GIVEN PASSAGE:

Helgafell, the supposedly dormant volcano, seen from the slopes of Eldfell, the volcano created by Helgafell’s eruption.

The Vestmannaeyjar, or Westman Islands, are a volcanic archipelago just off the southern coast of Iceland. At 10 square miles, the largest and only inhabited island is Heimaey, whose once-solitary volcano, Helgafell (or “Holy Mountain”) created the island in an eruption 7,000 years ago.

In the 1970s Heimaey boasted a population of 5,200—all of whom were abruptly awakened by Helgafell at 2 a.m. on January 23, 1973 when the volcano erupted for the first time in recorded history.

Katharine Scherman described the scene in Daughter of Fire, pp. 45-46:

“They went outdoors to see a red glow through smoke over the mountain. As they watched, Helgafell appeared to explode. A fiery column burst out of its side and was thrown some 1,500 feet into the air. Burning ash rained down and the watchers ran for shelter. But their houses were no shelter. Mingled in the ash were red-hot stones, and from the east side of Helgafell a stream of lava crept toward the sea…”

Fortunately, Heimaey’s entire fishing fleet was moored in the harbor for the night, and would eventually carry everyone to the mainland. Heimaey’s only casualty in the eruption was a horse that fell into the fissure that tore the island from end to end. The force of Helgafell’s eruption added a new volcano to Heimaey’s skyline in Eldfell, or the “mountain of fire.”

DATASET ENTRIES:
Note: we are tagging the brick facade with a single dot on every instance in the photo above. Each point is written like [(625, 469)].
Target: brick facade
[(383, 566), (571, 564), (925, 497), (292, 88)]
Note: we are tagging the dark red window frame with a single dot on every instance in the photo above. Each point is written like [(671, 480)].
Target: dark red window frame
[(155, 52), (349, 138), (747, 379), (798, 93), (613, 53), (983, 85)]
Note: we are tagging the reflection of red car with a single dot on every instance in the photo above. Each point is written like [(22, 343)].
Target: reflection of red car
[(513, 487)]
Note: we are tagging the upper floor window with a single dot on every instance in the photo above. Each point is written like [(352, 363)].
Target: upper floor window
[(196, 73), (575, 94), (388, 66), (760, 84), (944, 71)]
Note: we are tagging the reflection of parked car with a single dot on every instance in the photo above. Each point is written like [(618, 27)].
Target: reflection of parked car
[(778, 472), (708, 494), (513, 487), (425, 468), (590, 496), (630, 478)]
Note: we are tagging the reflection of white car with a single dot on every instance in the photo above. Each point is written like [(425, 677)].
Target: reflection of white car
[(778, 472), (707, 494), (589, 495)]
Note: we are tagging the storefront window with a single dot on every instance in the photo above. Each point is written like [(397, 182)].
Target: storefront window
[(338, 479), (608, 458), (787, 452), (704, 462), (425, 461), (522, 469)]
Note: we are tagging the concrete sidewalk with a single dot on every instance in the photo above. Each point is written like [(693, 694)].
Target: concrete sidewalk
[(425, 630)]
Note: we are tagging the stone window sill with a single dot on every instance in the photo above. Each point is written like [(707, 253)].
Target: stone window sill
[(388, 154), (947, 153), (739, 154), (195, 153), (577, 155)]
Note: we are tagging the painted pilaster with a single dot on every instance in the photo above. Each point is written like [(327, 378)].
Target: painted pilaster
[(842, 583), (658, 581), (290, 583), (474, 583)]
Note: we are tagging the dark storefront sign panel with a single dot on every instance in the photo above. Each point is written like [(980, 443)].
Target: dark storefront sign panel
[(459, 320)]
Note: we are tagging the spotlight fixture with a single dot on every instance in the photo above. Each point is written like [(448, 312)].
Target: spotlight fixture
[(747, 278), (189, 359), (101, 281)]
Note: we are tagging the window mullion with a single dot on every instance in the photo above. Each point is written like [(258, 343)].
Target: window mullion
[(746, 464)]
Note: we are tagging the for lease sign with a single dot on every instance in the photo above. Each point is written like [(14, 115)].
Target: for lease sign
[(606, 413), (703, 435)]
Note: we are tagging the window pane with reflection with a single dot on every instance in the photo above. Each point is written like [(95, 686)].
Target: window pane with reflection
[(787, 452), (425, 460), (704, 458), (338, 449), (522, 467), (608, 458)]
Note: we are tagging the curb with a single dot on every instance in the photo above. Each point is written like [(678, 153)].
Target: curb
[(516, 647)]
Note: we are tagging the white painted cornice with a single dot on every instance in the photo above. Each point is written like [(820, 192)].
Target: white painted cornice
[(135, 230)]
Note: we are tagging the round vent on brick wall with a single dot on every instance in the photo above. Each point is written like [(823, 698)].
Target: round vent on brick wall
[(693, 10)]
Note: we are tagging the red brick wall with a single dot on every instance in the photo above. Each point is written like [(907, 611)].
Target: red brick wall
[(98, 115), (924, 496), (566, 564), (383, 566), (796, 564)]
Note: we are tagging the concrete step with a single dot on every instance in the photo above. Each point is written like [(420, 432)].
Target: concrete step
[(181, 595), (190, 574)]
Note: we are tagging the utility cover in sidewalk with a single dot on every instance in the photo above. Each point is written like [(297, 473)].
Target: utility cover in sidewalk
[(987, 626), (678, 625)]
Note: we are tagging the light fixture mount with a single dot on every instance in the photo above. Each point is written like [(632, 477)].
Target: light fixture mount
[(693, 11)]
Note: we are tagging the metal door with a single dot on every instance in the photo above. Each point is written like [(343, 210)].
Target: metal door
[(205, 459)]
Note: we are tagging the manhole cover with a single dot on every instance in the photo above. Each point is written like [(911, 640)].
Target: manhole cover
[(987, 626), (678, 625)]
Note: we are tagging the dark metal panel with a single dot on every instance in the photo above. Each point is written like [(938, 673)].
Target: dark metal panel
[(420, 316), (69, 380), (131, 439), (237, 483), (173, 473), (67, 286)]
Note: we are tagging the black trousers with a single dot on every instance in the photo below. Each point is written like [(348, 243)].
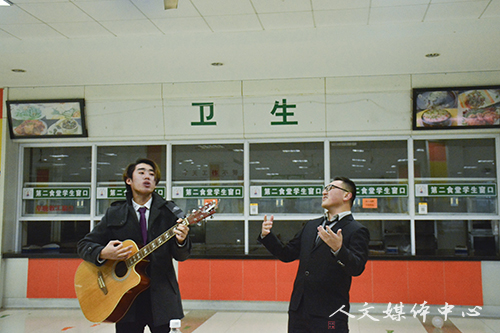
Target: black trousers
[(144, 317), (301, 322)]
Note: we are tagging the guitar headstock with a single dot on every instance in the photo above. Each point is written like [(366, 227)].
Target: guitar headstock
[(202, 213)]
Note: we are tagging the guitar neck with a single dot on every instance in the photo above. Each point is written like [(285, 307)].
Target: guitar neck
[(153, 245)]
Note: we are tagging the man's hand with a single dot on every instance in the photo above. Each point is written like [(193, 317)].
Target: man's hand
[(333, 240), (181, 232), (266, 226), (115, 251)]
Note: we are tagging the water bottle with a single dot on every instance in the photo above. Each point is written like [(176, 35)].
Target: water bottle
[(175, 325)]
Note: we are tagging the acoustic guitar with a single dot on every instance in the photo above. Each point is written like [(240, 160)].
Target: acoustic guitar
[(106, 292)]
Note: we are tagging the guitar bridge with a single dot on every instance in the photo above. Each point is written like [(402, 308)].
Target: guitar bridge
[(101, 283)]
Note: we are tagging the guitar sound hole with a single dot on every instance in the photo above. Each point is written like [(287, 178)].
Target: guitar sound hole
[(121, 269)]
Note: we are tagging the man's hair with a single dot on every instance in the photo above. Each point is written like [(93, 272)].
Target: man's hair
[(350, 186), (129, 170)]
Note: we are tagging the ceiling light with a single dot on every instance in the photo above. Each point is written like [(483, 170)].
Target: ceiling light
[(170, 4)]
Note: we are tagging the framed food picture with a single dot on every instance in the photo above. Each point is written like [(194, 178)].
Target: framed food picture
[(456, 108), (46, 118)]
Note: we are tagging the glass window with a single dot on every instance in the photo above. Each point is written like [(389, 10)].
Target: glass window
[(455, 176), (287, 178), (56, 181), (457, 237), (389, 237), (212, 237), (202, 172), (52, 236), (111, 163), (380, 171)]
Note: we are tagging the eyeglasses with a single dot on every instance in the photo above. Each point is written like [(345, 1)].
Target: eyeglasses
[(330, 186)]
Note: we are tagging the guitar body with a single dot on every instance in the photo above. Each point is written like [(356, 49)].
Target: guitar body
[(106, 292)]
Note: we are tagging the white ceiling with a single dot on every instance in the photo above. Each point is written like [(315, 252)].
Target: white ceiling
[(74, 42)]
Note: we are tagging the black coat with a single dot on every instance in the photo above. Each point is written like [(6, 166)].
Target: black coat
[(323, 280), (120, 223)]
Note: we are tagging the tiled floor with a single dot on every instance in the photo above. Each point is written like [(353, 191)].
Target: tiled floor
[(206, 321)]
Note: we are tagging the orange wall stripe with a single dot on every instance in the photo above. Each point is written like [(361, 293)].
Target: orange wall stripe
[(384, 281), (1, 103)]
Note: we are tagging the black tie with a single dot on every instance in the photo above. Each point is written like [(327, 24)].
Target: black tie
[(325, 223)]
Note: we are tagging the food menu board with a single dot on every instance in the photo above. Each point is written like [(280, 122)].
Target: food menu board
[(441, 108), (54, 118)]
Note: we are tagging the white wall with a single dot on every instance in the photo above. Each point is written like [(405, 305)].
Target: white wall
[(333, 107)]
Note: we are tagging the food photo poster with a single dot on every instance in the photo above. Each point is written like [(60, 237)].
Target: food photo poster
[(456, 108), (47, 118)]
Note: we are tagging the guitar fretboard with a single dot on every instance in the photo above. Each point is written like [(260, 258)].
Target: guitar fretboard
[(153, 245)]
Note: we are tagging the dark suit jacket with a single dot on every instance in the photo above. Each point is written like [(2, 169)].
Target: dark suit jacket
[(323, 280), (120, 223)]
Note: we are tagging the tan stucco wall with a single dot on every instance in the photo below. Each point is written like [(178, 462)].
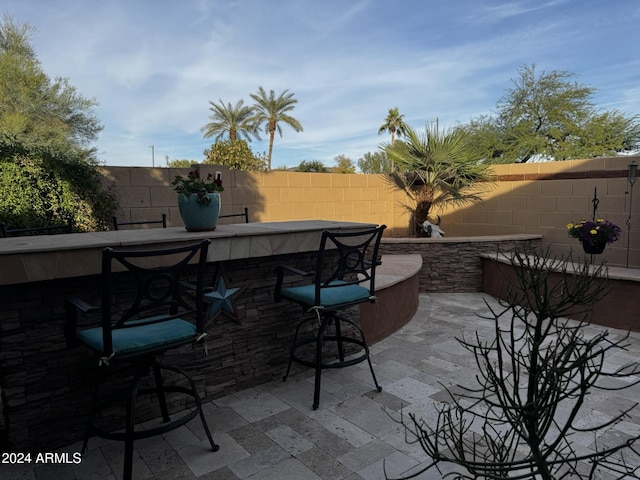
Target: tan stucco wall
[(527, 198)]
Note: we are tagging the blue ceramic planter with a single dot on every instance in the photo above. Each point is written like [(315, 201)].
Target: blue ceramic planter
[(197, 217)]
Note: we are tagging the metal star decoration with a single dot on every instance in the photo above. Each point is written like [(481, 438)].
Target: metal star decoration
[(221, 298)]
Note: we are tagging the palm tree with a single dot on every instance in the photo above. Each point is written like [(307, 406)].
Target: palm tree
[(272, 111), (234, 120), (438, 168), (394, 123)]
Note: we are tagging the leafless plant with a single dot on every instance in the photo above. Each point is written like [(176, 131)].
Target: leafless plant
[(520, 420)]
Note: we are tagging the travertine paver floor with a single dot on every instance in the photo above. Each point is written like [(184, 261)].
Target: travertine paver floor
[(271, 432)]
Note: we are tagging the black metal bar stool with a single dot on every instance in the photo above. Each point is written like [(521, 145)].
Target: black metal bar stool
[(136, 335), (344, 277)]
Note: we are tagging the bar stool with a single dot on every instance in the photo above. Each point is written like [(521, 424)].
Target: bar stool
[(344, 277), (136, 335)]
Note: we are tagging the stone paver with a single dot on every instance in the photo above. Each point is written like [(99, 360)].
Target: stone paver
[(271, 431)]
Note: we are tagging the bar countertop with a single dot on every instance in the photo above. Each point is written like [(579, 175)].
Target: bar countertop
[(47, 257)]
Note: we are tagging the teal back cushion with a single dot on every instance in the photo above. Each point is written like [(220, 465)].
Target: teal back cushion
[(329, 297), (141, 339)]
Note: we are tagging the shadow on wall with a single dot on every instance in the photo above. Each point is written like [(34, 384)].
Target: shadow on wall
[(542, 198)]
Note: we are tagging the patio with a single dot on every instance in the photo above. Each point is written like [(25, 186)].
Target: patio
[(271, 432)]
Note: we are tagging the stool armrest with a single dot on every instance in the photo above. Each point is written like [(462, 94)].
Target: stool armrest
[(72, 306), (281, 270)]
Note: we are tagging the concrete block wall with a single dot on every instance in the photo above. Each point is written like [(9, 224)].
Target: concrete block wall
[(542, 198), (539, 198)]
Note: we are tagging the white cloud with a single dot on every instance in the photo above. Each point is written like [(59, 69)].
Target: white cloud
[(154, 66)]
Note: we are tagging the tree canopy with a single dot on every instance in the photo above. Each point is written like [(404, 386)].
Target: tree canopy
[(394, 124), (234, 120), (47, 165), (235, 154), (314, 166), (343, 165), (273, 111), (551, 116), (436, 169), (375, 162)]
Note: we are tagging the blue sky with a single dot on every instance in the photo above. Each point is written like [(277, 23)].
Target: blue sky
[(154, 65)]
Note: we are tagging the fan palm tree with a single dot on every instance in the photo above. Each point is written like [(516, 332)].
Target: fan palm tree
[(234, 120), (271, 111), (394, 123), (437, 169)]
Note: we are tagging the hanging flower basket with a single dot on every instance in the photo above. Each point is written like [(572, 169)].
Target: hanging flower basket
[(594, 235)]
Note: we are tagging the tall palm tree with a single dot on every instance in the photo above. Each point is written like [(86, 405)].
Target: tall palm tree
[(394, 123), (436, 169), (271, 111), (234, 120)]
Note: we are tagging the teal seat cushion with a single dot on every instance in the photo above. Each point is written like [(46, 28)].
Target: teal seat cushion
[(329, 297), (141, 339)]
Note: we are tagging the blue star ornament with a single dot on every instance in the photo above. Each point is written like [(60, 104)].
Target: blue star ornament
[(220, 299)]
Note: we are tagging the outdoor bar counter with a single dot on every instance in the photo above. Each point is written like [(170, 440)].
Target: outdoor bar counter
[(46, 385)]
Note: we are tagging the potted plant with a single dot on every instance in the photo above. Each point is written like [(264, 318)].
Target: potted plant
[(198, 200), (594, 235)]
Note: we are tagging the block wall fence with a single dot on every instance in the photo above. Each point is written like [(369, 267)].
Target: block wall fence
[(536, 198)]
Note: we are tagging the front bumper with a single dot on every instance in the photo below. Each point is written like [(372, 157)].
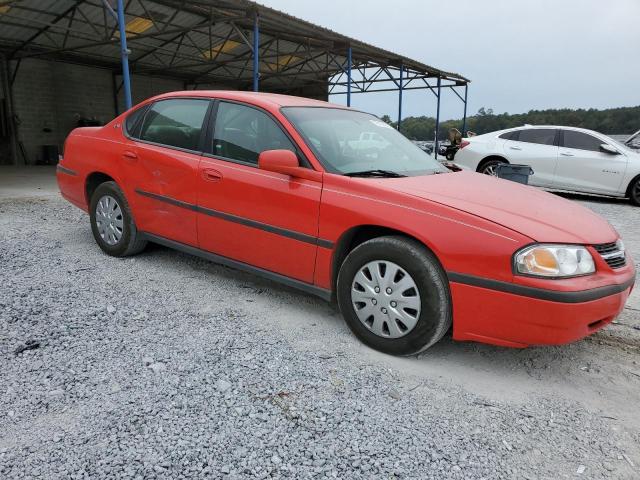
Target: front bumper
[(520, 318)]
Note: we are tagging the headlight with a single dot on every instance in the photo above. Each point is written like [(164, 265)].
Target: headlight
[(554, 261)]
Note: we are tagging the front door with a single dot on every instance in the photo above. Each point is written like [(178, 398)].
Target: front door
[(265, 219), (584, 167), (165, 166)]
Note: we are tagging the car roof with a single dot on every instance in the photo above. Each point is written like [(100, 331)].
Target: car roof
[(257, 98), (530, 127)]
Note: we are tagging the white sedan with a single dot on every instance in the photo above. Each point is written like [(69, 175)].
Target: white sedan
[(562, 158)]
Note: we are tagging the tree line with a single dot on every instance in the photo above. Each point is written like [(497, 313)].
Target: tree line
[(624, 120)]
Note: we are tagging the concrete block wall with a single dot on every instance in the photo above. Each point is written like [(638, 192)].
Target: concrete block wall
[(51, 96)]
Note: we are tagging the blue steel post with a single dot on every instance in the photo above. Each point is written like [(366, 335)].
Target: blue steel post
[(464, 117), (126, 80), (400, 97), (349, 76), (435, 150), (256, 53)]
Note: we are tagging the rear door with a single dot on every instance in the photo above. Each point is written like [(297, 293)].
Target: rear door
[(265, 219), (163, 164), (582, 166), (536, 147)]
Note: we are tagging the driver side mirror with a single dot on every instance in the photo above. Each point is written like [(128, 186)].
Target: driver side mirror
[(609, 149), (286, 162)]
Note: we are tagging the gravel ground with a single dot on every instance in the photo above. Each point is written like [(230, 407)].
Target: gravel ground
[(168, 366)]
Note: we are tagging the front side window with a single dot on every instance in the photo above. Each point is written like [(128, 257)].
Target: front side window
[(348, 142), (541, 136), (241, 133), (175, 123), (133, 121), (581, 141)]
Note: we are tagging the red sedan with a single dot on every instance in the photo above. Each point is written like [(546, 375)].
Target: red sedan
[(337, 203)]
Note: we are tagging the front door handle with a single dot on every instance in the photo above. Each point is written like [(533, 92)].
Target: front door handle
[(130, 155), (211, 175)]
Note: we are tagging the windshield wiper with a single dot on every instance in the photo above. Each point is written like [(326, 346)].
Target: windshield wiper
[(375, 173)]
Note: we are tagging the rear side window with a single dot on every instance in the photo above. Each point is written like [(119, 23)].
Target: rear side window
[(175, 123), (243, 132), (581, 141), (541, 136), (511, 135)]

WHAT TO DO: Copy out the passage on the 1973 eruption on Heimaey word for word, from beginning to end.

SOLUTION TO THIS EXERCISE:
Helgafell, the supposedly dormant volcano, seen from the slopes of Eldfell, the volcano created by Helgafell’s eruption.

The Vestmannaeyjar, or Westman Islands, are a volcanic archipelago just off the southern coast of Iceland. At 10 square miles, the largest and only inhabited island is Heimaey, whose once-solitary volcano, Helgafell (or “Holy Mountain”) created the island in an eruption 7,000 years ago.

In the 1970s Heimaey boasted a population of 5,200—all of whom were abruptly awakened by Helgafell at 2 a.m. on January 23, 1973 when the volcano erupted for the first time in recorded history.

Katharine Scherman described the scene in Daughter of Fire, pp. 45-46:

“They went outdoors to see a red glow through smoke over the mountain. As they watched, Helgafell appeared to explode. A fiery column burst out of its side and was thrown some 1,500 feet into the air. Burning ash rained down and the watchers ran for shelter. But their houses were no shelter. Mingled in the ash were red-hot stones, and from the east side of Helgafell a stream of lava crept toward the sea…”

Fortunately, Heimaey’s entire fishing fleet was moored in the harbor for the night, and would eventually carry everyone to the mainland. Heimaey’s only casualty in the eruption was a horse that fell into the fissure that tore the island from end to end. The force of Helgafell’s eruption added a new volcano to Heimaey’s skyline in Eldfell, or the “mountain of fire.”